» AVAILABLE RECORDS
#####

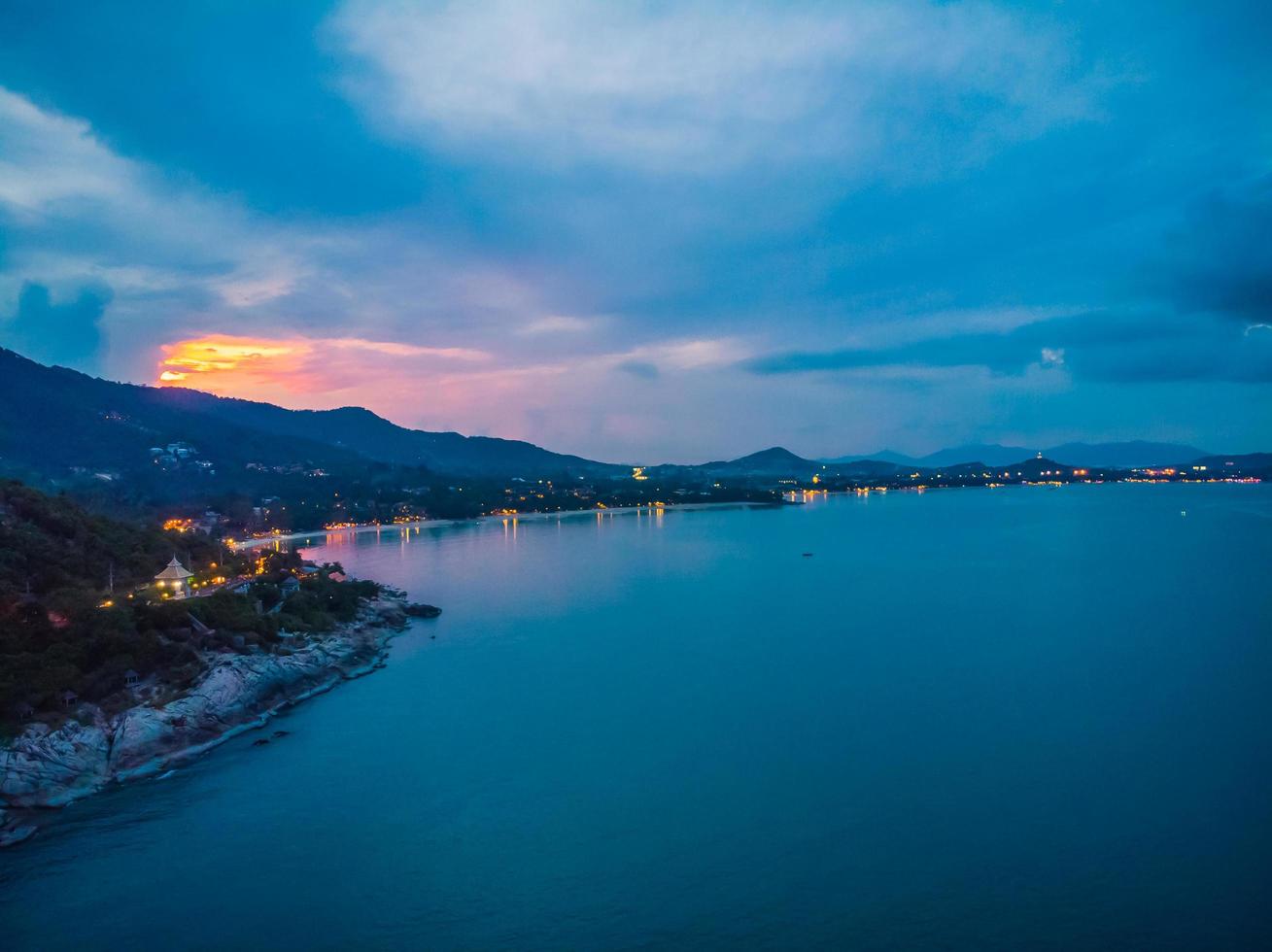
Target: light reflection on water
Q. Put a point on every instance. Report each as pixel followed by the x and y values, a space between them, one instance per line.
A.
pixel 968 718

#####

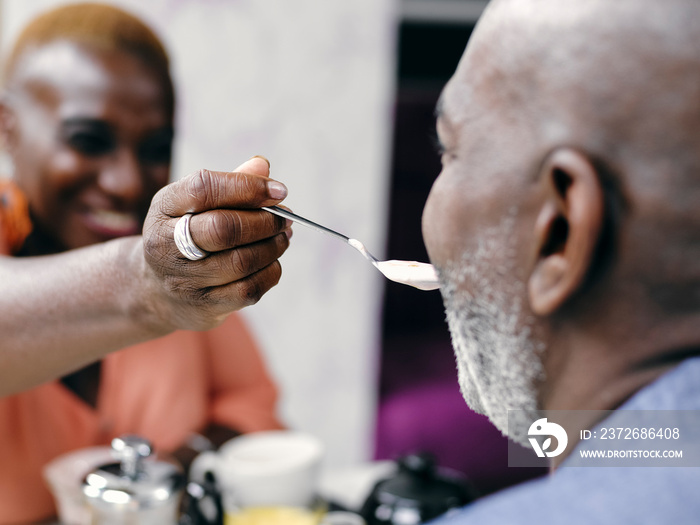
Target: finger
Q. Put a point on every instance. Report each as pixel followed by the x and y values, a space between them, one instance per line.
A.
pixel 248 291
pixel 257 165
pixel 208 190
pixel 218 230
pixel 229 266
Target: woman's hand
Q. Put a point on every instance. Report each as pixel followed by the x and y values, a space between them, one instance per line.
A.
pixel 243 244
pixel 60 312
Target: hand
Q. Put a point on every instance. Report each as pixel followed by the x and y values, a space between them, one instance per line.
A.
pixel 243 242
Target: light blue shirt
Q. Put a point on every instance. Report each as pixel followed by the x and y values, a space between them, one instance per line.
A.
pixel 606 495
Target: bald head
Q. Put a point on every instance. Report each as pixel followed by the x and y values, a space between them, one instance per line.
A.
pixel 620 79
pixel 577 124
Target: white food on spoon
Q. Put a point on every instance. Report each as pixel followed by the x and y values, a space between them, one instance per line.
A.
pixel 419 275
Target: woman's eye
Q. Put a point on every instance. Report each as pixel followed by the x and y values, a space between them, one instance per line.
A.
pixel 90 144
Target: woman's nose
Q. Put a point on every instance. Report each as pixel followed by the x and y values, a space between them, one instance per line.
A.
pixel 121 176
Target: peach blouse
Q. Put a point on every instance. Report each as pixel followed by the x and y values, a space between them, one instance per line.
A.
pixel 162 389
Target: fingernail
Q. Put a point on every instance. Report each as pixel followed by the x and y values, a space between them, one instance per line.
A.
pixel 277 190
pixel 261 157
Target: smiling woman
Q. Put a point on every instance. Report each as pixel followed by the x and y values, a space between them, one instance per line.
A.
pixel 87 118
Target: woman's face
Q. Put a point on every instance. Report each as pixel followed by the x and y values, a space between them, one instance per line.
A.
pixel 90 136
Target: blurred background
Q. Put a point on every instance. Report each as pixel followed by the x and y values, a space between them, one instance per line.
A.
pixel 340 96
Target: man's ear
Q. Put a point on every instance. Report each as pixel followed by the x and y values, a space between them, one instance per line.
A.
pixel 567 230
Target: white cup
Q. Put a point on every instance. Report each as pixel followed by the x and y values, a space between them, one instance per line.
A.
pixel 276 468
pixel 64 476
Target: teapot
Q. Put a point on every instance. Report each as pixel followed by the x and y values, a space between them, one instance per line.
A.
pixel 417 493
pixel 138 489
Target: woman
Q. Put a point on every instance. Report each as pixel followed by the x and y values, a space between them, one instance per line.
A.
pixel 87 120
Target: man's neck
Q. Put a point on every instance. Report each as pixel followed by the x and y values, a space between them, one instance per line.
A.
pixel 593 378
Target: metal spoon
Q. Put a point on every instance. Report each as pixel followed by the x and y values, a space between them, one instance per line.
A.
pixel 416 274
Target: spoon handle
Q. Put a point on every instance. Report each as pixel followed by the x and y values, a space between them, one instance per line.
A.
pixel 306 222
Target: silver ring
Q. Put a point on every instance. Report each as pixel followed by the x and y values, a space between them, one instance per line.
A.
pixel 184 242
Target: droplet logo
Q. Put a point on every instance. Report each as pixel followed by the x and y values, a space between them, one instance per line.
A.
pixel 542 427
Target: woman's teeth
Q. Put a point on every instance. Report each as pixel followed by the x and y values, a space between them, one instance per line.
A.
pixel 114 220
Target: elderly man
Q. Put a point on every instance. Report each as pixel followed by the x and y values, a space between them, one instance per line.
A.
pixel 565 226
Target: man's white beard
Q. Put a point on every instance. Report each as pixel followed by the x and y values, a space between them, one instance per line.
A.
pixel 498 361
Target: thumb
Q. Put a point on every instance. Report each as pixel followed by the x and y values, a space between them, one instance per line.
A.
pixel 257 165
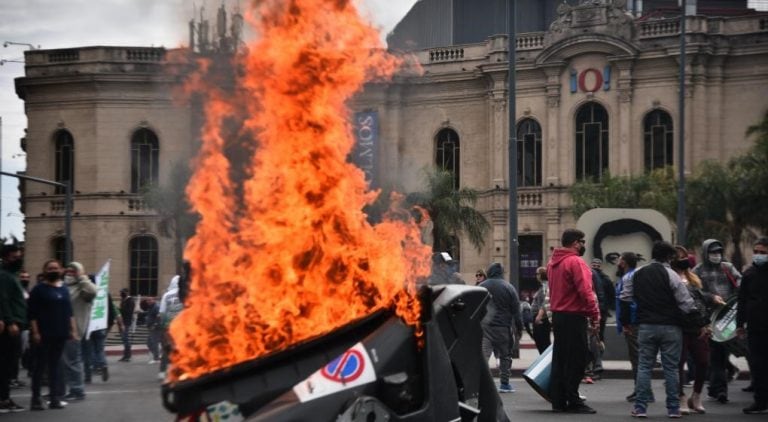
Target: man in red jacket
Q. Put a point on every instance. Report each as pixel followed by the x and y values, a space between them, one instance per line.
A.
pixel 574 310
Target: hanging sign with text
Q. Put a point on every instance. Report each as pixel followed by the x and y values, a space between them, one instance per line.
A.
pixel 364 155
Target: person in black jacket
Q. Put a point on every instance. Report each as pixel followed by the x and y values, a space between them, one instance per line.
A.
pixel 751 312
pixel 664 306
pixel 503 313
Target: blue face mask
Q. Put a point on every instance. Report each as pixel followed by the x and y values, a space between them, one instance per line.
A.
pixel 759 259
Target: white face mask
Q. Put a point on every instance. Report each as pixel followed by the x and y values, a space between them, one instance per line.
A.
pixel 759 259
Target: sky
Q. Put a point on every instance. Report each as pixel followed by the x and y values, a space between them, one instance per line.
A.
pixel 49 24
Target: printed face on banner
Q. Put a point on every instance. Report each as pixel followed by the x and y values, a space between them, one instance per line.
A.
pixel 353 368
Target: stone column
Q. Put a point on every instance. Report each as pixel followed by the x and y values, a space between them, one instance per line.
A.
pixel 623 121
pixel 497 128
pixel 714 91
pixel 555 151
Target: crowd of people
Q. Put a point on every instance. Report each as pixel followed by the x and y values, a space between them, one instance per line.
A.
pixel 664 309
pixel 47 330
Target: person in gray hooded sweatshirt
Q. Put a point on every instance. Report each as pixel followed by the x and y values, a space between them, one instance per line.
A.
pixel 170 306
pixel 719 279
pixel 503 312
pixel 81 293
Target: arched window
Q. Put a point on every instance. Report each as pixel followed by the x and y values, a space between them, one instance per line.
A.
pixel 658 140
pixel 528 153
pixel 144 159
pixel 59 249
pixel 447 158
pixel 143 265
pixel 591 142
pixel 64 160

#####

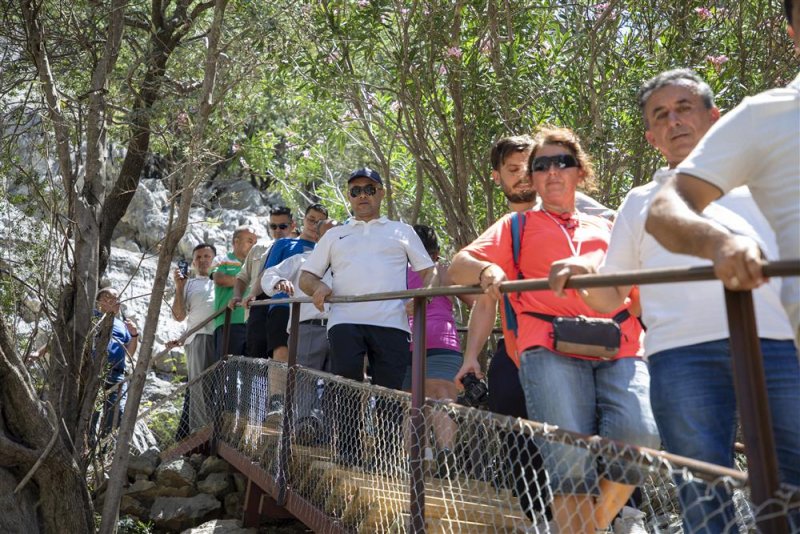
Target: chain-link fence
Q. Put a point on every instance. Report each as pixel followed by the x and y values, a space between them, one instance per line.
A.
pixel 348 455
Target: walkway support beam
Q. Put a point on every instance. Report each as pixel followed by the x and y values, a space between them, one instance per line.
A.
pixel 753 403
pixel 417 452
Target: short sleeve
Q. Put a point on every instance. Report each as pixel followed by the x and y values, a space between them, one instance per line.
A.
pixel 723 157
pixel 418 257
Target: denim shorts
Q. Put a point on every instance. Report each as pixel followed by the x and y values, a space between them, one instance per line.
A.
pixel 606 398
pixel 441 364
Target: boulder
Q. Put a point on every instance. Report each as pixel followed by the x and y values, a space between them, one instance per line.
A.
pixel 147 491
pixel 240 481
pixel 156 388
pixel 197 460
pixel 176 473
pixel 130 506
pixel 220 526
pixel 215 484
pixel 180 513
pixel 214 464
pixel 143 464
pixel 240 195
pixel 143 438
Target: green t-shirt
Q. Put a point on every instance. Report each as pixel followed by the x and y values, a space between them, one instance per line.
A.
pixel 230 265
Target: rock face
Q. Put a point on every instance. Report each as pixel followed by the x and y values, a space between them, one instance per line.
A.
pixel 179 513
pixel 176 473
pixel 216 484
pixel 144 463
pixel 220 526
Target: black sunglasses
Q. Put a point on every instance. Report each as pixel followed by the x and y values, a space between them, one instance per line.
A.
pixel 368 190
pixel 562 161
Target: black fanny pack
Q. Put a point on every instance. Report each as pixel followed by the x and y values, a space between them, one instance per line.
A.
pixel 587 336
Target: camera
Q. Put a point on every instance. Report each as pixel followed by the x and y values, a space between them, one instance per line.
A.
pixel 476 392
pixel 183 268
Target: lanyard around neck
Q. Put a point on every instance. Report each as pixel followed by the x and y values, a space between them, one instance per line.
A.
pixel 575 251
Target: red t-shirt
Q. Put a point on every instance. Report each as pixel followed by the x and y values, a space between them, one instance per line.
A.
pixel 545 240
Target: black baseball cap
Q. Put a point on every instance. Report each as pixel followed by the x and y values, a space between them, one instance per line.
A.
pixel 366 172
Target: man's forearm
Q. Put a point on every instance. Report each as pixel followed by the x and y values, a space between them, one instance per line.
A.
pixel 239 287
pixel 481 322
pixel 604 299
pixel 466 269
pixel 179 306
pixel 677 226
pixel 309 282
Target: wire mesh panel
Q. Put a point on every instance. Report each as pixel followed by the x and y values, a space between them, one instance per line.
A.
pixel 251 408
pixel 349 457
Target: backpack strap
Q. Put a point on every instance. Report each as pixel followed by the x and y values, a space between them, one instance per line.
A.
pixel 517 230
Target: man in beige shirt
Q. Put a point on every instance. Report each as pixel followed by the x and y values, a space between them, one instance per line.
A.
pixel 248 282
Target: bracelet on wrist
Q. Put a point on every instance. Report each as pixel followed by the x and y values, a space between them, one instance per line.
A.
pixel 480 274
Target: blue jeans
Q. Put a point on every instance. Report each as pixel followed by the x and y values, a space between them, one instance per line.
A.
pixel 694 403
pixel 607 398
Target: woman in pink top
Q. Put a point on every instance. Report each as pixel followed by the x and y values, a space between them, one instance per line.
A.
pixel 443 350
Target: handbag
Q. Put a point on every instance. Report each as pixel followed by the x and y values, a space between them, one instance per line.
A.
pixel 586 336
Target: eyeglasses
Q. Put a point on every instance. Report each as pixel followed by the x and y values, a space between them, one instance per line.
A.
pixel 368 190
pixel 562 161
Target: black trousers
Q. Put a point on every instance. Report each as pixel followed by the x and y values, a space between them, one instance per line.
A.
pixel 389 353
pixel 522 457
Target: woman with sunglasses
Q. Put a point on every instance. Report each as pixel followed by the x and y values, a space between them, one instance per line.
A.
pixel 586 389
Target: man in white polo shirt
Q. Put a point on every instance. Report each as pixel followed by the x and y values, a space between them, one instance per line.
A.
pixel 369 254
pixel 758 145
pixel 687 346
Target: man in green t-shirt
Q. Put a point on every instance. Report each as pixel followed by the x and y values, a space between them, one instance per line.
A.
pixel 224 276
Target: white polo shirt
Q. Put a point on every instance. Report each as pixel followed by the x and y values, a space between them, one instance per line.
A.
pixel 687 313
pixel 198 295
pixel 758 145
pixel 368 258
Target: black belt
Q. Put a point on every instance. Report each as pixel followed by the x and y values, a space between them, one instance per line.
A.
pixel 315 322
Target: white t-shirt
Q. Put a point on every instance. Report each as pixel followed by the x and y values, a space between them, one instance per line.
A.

#####

» EXERCISE TASK
Count the lines of the material above that contain the string "jacket", matching uppercase and lowercase exactly. Reply with only the number.

» EXERCISE SOLUTION
2